## Begin Information provided

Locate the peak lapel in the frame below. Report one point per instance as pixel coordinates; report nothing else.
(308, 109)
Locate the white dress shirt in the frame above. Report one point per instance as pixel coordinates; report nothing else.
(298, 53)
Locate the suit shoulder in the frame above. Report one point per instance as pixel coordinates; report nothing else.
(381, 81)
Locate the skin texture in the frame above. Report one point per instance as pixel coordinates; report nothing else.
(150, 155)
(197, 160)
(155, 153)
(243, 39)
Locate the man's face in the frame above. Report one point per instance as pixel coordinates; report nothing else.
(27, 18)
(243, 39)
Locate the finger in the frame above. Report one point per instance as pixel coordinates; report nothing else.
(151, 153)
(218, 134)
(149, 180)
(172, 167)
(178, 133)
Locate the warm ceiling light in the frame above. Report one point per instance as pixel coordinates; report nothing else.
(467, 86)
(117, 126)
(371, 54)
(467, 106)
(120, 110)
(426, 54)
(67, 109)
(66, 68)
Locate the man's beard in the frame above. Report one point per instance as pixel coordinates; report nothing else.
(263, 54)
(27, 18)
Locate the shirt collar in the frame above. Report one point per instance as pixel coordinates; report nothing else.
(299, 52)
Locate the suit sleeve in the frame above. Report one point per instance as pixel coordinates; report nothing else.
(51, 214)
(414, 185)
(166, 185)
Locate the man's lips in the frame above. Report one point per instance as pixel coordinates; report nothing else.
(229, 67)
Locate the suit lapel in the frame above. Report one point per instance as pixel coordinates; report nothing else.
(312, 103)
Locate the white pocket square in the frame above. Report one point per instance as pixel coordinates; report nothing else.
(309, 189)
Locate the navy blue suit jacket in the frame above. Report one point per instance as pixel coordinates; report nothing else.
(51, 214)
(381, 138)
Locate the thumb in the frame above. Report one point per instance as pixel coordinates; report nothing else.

## End Information provided

_Request_
Quote the entire listing above exactly.

_Complete output_
Locate the peak lapel in the frame below. Report one point per instance as pixel coordinates; report nothing else.
(308, 109)
Locate the white dress shirt in the frame above. Report one point per instance as pixel coordinates; report nothing else.
(298, 53)
Locate the suit shoulder in the frame above. Report one point per instance as pixel coordinates; report nothing else.
(381, 81)
Locate the skin texture in the frame above. Report one point per instance as pixel coordinates; report nothing else.
(150, 155)
(197, 160)
(155, 153)
(243, 39)
Locate the man's face in the frame above. Report one point per instance as pixel coordinates; report nothing else.
(27, 18)
(243, 39)
Locate the finger in the frame above. Report one point per instance as pixel coordinates; report nothing else.
(151, 153)
(218, 134)
(149, 180)
(172, 167)
(178, 133)
Locate the warm ceiling light in the frame above. Report one point per instance as pixel coordinates; report nothing else.
(467, 86)
(117, 126)
(371, 54)
(467, 106)
(120, 110)
(426, 54)
(67, 109)
(66, 68)
Locate the man's beard in the frame above. Report one point per instance as pixel coordinates; report nothing else.
(263, 54)
(27, 18)
Locate the shirt collar in the frame above. Report one point per instance as pixel coordinates; report nothing else.
(299, 52)
Locate the suit sleeve in the frame above. Report one point per instance as pixel coordinates; report nothing else.
(51, 214)
(414, 185)
(166, 185)
Locate the man's lips in the frame above. Report one point per instance as pixel coordinates; report nothing else.
(229, 67)
Locate the suit lapel in the frame above. Report one point per instance as pixel coordinates; report nothing else.
(312, 103)
Locate the white pocket square in the frame above. Report one point per instance as pixel coordinates; report nothing else.
(309, 189)
Locate the navy blue suit jacket in the frame above. Report one point per instance as pixel coordinates; report nothing else.
(51, 214)
(381, 138)
Locate the thumb in the frame above. Report one point per instance as pixel coordinates; report nothing else.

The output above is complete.